- Excerpt -

<<<<

Sunday, September 11, 2005

Mothers

When I came home from work on Tuesday Douglas was at the gym and his mother was in the kitchen. She told me a story about trimming the dog's hair that afternoon. She has a white toy poodle named Fernanda. Fernanda likes to have her belly rubbed. Fernanda's poofy forehead and ears of hair had been trimmed, and her pom-pom ankles were neatly coifed. Fernanda's eyes, is it any wonder, were sad.

A few minutes later my phone rang. It was Douglas on his way home. He was in a happy-go-lucky mood and asked if I'd noticed anything about his mom. He then told me about her visit to the plastic surgeon. I listened, like the proverbial deer in the headlights. "She what?" I asked, leaning around the living room doorway to get another look at her. I noticed she looked different, or maybe just a tad stiff, and she wasn't smiling. She couldn't. She'd spent the afternoon having botox and collagen injections. Her deadened face nerves and augmented lips were too sore for expression.

Douglas adores his mother. Everything she does is cute and amusing to him. Whereas, if I'd found my LLBean flannel jeans wearing-ice fishing mother doing anything more body altering than the South Beach Diet I'd worry. At age 50 my mom had her ears pierced for the first time. "Why?" I asked her. How could she think of changing? If everyone else ran out and jumped off a bridge would she too?

With Douglas, his mother could come home from a day of clubbing baby seals and he'd chuckle at her spirit of adventure. "You know the arctic is just overrun with those things," he'd say. "They're like pigeons. And make such great over shoulder bags."

When I first met his mother last summer, I called her Mrs. Temperin. They laughed and rolled eyes at me. I was the boyfriend from Boston who couldn't relax enough to use a first name.

>>>>

- Source data -

<<<<

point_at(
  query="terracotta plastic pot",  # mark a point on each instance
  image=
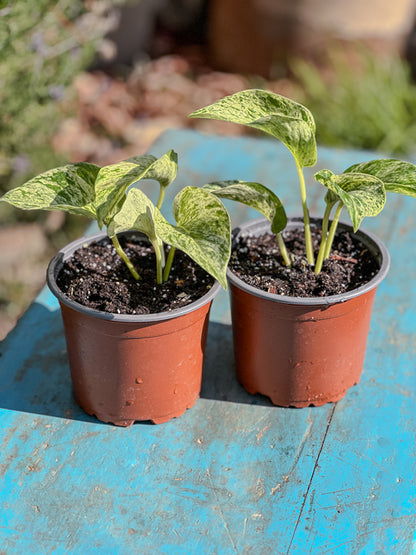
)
(302, 351)
(133, 367)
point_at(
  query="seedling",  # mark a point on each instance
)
(361, 188)
(110, 196)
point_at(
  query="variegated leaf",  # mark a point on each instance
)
(397, 176)
(69, 188)
(203, 231)
(254, 195)
(114, 180)
(361, 194)
(137, 214)
(281, 117)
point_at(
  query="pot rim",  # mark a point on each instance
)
(366, 237)
(66, 252)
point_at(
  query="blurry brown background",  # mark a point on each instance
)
(154, 62)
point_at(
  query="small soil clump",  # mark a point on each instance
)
(257, 262)
(96, 277)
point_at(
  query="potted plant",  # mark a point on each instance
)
(135, 298)
(299, 330)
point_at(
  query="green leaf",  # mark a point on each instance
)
(114, 180)
(254, 195)
(68, 188)
(361, 194)
(284, 119)
(397, 176)
(137, 213)
(203, 231)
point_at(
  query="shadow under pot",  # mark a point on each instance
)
(302, 351)
(127, 368)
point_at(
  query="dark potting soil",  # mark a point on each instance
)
(96, 277)
(257, 262)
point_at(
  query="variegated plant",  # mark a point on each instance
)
(110, 196)
(361, 189)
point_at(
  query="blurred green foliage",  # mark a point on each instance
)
(43, 45)
(361, 100)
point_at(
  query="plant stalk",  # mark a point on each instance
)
(159, 260)
(308, 237)
(332, 230)
(325, 224)
(161, 197)
(125, 258)
(283, 250)
(168, 265)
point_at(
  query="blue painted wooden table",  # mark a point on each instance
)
(234, 474)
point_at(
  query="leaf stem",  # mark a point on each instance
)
(325, 224)
(332, 230)
(161, 197)
(159, 260)
(308, 238)
(283, 250)
(168, 265)
(125, 258)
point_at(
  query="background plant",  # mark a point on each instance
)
(360, 100)
(43, 45)
(361, 188)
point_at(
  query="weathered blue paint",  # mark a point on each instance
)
(234, 474)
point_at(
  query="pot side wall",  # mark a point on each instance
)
(122, 372)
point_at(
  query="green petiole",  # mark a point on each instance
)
(125, 258)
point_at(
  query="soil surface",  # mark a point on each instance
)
(257, 261)
(96, 277)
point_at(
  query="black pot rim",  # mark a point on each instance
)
(369, 239)
(66, 252)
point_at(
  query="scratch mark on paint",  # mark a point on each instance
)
(261, 433)
(330, 417)
(243, 537)
(225, 524)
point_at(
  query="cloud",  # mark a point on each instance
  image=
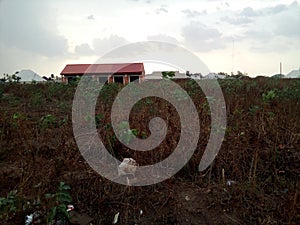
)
(31, 26)
(193, 13)
(249, 12)
(161, 10)
(90, 17)
(105, 45)
(163, 38)
(201, 38)
(237, 20)
(84, 49)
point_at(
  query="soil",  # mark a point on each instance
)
(253, 180)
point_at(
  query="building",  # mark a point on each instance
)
(28, 76)
(293, 74)
(119, 72)
(157, 75)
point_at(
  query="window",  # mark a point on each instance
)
(102, 80)
(119, 79)
(133, 78)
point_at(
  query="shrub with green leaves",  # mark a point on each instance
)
(58, 203)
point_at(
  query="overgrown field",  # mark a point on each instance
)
(253, 180)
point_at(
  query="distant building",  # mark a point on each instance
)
(157, 75)
(214, 76)
(293, 74)
(28, 76)
(112, 73)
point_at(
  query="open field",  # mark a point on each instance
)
(259, 157)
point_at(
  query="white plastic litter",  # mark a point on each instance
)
(127, 167)
(29, 219)
(230, 182)
(116, 218)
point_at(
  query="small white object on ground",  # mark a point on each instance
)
(127, 167)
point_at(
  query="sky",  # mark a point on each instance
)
(251, 36)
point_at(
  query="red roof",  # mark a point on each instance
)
(119, 68)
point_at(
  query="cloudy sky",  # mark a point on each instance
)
(251, 36)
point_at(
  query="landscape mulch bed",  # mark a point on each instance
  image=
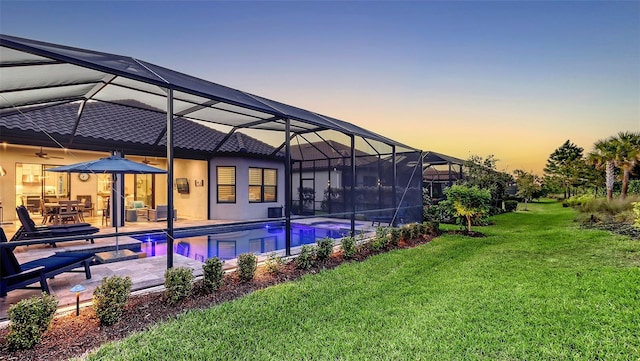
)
(73, 336)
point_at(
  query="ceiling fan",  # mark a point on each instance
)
(44, 155)
(148, 162)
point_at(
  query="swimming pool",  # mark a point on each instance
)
(227, 244)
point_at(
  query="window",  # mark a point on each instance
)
(263, 185)
(226, 184)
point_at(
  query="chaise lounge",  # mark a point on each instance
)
(14, 275)
(29, 230)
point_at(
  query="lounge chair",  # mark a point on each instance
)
(29, 230)
(14, 275)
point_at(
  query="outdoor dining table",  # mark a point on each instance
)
(63, 212)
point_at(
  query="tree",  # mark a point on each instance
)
(469, 202)
(627, 156)
(622, 151)
(602, 156)
(564, 163)
(482, 173)
(528, 185)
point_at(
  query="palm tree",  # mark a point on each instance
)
(627, 156)
(622, 151)
(603, 155)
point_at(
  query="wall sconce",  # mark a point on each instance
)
(77, 289)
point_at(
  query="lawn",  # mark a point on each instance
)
(537, 287)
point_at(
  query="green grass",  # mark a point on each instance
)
(536, 288)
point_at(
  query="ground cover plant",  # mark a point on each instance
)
(537, 287)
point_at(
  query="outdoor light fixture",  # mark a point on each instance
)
(77, 289)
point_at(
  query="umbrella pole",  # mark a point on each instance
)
(114, 206)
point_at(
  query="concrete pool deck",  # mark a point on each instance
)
(147, 273)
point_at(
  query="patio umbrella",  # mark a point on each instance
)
(110, 165)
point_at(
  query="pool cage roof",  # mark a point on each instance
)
(38, 75)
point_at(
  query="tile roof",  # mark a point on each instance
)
(109, 126)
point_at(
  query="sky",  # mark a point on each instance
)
(505, 78)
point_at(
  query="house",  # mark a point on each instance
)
(78, 103)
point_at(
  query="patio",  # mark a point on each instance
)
(147, 273)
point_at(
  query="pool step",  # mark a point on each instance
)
(120, 255)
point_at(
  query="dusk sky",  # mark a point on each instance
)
(513, 79)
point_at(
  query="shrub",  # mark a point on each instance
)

>>>>

- Tasks to carry out -
1/ Switch "Douglas" to "Daniel" and rewrite the post from "Douglas adores his" to "a first name.".
2/ Name every kind of animal the post mentions.

- Per-task outputs -
1/
Daniel adores his mother. Everything she does is cute and amusing to him. Whereas, if I'd found my LLBean flannel jeans wearing-ice fishing mother doing anything more body altering than the South Beach Diet I'd worry. At age 50 my mom had her ears pierced for the first time. "Why?" I asked her. How could she think of changing? If everyone else ran out and jumped off a bridge would she too?

With Daniel, his mother could come home from a day of clubbing baby seals and he'd chuckle at her spirit of adventure. "You know the arctic is just overrun with those things," he'd say. "They're like pigeons. And make such great over shoulder bags."

When I first met his mother last summer, I called her Mrs. Temperin. They laughed and rolled eyes at me. I was the boyfriend from Boston who couldn't relax enough to use a first name.

2/
- Dog (a white toy poodle)
- Deer
- Baby seals
- Pigeons